(Dataset excerpt)
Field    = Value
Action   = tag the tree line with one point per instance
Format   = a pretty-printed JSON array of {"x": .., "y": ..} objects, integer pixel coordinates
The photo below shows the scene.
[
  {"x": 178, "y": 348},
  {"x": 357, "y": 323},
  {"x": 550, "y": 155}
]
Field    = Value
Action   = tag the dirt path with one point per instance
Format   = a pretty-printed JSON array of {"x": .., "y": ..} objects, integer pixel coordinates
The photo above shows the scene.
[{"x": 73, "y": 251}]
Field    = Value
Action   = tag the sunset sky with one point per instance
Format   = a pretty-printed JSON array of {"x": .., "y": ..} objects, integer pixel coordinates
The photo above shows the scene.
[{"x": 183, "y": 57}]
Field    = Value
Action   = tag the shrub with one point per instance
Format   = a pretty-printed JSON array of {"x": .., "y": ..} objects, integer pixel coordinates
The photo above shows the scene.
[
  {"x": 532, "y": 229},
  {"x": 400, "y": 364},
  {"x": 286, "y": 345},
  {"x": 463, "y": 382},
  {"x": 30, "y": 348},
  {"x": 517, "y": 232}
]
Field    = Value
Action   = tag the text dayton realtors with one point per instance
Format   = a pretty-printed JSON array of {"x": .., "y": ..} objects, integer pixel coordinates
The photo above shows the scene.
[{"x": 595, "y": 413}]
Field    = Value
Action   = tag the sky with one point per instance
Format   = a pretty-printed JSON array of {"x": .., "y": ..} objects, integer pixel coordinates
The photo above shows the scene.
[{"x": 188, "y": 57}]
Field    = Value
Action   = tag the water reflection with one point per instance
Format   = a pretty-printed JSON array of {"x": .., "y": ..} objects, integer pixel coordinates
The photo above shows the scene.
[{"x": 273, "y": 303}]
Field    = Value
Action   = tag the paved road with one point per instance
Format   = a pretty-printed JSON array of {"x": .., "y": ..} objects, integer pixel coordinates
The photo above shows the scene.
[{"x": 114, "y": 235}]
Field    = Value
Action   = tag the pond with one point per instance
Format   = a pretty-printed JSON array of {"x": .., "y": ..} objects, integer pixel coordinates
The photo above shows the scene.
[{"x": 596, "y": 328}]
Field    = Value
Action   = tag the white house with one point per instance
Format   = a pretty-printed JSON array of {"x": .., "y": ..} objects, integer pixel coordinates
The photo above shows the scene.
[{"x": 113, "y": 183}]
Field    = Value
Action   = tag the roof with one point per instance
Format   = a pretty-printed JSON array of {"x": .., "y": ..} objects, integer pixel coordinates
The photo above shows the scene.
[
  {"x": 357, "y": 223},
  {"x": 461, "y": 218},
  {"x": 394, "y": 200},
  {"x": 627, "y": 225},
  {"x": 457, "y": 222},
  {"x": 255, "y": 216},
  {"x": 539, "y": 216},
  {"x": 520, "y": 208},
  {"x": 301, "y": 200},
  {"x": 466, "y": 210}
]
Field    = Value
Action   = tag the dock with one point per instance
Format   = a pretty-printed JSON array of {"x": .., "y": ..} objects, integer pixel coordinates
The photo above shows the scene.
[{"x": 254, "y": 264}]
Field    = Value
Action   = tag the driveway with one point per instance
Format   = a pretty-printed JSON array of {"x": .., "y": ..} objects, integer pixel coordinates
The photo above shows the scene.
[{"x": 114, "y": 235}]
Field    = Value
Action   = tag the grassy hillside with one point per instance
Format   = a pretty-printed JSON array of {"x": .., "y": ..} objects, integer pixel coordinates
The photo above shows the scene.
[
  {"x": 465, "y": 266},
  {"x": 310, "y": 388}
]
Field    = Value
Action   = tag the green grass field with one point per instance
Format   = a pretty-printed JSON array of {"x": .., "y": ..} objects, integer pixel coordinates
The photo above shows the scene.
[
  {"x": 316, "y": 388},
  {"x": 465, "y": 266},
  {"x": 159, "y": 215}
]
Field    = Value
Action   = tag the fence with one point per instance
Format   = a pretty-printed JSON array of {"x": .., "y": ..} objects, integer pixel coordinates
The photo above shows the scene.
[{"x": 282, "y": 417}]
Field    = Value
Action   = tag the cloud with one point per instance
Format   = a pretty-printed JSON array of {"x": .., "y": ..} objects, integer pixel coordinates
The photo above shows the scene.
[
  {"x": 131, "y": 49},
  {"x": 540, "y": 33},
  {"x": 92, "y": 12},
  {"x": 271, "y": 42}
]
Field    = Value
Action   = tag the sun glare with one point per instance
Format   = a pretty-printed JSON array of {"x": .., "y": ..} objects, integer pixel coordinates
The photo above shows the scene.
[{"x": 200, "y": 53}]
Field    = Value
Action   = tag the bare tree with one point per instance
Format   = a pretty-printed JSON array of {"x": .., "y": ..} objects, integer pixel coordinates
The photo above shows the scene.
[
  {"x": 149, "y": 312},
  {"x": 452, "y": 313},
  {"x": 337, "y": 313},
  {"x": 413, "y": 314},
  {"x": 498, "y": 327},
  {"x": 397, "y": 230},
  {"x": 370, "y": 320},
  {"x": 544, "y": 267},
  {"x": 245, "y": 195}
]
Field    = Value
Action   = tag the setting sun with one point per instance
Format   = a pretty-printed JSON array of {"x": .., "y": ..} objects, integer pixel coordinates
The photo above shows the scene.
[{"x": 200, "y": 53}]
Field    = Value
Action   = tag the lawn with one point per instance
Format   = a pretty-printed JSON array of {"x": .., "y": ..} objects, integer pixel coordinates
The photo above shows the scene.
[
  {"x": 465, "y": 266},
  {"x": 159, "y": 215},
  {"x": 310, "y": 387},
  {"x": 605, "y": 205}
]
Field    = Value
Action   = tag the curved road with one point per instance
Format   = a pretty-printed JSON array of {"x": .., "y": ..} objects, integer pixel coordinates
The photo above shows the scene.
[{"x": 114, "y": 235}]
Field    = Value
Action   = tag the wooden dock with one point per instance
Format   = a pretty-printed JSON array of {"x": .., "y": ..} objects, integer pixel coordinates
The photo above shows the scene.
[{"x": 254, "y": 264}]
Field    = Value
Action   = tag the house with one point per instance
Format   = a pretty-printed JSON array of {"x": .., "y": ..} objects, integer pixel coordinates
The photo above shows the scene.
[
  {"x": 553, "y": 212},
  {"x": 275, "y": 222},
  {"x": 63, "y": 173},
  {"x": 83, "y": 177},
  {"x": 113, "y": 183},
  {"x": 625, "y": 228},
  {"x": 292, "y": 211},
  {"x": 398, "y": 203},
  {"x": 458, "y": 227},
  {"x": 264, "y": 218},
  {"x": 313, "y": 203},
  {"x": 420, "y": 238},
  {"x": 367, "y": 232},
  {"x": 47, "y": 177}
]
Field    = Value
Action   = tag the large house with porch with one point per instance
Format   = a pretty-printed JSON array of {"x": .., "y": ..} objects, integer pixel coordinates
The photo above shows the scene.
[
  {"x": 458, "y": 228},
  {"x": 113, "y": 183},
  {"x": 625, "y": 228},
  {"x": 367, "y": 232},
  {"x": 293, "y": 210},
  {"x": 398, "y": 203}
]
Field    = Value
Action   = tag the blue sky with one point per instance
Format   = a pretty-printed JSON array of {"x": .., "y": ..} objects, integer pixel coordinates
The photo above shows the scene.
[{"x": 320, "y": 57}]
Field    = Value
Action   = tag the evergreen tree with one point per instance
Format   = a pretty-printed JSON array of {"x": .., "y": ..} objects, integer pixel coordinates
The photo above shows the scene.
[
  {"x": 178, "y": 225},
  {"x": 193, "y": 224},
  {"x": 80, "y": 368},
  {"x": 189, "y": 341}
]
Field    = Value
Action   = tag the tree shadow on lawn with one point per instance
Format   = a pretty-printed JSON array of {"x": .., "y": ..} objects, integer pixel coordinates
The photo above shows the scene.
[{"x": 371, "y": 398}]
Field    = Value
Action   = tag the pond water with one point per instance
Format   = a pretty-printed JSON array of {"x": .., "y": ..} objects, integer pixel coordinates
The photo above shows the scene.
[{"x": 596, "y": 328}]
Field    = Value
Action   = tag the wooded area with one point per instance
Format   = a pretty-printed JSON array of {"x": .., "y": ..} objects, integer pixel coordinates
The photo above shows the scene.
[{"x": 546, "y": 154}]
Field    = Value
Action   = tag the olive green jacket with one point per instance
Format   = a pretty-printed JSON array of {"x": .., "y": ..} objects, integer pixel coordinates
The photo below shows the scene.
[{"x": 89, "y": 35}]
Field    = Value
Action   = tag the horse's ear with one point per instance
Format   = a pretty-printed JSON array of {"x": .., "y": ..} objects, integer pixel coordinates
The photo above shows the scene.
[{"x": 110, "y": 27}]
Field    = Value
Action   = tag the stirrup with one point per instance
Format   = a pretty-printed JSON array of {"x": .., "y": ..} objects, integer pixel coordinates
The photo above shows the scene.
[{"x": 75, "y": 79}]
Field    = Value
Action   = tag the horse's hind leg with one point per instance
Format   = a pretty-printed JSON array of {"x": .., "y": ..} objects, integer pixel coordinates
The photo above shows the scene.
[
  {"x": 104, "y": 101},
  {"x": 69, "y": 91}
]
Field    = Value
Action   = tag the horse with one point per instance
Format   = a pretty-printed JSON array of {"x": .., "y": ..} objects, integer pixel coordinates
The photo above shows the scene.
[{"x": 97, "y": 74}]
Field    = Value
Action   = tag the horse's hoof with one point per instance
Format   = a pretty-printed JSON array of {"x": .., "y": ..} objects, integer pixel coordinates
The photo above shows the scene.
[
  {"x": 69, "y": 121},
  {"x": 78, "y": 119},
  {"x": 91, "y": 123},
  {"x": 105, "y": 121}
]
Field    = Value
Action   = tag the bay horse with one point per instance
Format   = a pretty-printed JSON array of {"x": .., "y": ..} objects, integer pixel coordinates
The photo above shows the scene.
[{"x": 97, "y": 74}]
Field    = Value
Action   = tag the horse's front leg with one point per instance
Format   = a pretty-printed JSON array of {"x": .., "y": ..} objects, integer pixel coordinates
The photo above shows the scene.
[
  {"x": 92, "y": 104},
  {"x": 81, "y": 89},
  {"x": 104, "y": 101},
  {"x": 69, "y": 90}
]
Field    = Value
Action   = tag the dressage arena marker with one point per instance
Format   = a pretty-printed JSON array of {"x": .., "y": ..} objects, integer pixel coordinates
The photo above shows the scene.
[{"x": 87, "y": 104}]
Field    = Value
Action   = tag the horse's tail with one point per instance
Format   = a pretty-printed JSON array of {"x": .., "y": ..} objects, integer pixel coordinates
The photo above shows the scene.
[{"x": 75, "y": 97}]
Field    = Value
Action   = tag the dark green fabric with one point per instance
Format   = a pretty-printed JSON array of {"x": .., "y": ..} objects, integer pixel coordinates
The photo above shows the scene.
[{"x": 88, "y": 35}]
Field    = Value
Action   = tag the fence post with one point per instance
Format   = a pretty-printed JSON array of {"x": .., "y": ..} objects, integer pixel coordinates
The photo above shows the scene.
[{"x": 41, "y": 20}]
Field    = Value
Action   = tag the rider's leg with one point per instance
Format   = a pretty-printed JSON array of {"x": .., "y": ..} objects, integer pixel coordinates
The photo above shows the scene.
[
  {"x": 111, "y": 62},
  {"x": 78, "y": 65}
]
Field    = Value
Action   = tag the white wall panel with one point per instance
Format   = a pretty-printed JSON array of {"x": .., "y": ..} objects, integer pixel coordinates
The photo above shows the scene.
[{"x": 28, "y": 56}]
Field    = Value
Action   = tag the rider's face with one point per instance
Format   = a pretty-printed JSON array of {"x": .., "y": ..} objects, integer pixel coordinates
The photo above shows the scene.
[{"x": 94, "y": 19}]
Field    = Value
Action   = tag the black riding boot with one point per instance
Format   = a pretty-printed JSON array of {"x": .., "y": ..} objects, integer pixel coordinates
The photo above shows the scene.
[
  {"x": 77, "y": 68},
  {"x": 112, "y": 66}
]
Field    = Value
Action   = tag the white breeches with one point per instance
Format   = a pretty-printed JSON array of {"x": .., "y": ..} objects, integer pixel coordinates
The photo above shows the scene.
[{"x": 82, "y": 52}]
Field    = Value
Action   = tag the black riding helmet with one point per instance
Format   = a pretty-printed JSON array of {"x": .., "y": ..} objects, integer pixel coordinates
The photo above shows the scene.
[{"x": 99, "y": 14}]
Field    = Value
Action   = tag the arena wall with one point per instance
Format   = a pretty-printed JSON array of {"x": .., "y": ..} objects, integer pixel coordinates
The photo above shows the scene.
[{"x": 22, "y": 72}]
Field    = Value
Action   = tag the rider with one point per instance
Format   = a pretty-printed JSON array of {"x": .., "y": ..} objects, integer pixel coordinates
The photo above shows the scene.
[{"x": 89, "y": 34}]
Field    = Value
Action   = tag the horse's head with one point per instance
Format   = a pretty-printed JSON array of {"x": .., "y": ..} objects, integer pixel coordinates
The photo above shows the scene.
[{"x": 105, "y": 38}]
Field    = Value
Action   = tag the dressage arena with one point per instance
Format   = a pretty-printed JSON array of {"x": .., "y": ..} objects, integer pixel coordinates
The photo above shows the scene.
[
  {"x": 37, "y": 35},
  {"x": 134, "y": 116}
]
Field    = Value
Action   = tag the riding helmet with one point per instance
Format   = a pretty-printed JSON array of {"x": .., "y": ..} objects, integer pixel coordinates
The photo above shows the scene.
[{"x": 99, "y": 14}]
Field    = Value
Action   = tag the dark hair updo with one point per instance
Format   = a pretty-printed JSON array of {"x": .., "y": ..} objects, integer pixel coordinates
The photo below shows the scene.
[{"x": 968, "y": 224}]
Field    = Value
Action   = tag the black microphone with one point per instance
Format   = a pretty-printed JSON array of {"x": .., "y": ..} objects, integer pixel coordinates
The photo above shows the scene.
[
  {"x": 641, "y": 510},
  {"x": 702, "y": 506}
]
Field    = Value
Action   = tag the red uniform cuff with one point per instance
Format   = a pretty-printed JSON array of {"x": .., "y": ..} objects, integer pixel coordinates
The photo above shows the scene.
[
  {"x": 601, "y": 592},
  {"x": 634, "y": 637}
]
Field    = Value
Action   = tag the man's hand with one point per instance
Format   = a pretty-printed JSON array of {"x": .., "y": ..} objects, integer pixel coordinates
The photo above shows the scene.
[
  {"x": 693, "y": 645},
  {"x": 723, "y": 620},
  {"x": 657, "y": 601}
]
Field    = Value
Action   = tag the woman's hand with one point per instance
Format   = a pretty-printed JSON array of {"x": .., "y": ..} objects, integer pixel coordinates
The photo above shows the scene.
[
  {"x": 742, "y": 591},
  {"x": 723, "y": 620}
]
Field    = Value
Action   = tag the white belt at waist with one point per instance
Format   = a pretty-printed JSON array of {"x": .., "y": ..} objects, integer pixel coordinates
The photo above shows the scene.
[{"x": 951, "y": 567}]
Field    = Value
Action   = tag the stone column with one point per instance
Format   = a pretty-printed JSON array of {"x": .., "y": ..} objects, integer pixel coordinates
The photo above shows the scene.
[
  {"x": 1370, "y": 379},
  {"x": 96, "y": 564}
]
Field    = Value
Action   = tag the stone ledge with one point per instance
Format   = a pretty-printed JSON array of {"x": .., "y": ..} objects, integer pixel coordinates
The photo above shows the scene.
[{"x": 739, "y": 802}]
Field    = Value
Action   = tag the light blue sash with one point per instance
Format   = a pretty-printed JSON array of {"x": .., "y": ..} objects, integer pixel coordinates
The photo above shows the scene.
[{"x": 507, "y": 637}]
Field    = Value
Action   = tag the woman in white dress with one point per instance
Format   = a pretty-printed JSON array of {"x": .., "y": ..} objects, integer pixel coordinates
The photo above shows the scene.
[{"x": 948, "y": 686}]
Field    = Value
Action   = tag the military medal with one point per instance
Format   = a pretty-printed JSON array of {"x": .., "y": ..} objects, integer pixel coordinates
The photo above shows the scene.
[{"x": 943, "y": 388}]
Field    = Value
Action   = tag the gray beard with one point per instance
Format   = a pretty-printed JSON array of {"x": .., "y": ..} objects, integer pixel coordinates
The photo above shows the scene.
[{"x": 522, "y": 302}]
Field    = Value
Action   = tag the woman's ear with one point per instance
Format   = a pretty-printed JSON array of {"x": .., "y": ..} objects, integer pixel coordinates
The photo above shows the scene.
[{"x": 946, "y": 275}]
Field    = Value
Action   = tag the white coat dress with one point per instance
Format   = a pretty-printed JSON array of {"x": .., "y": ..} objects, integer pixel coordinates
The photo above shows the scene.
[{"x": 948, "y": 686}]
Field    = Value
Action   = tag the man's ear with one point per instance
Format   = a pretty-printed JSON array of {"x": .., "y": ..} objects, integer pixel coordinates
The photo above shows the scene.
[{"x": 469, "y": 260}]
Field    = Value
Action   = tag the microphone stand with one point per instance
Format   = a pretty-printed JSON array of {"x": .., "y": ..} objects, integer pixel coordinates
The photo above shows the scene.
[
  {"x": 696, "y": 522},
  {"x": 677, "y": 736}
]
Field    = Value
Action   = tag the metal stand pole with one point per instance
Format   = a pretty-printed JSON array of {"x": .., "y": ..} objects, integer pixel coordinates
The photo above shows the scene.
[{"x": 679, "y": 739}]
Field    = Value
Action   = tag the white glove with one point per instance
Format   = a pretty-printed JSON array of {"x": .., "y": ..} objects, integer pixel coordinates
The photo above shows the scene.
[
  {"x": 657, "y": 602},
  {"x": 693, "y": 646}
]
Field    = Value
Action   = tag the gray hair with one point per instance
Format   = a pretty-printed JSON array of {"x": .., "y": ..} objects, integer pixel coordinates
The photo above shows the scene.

» Exercise requirements:
Return every line of the items above that contains the string "arena". Case counts.

» Written answer:
Action   = tag the dressage arena marker with one point per instance
Action   = tag the arena wall with one point per instance
Action   = tag the dressage arena with one point per instance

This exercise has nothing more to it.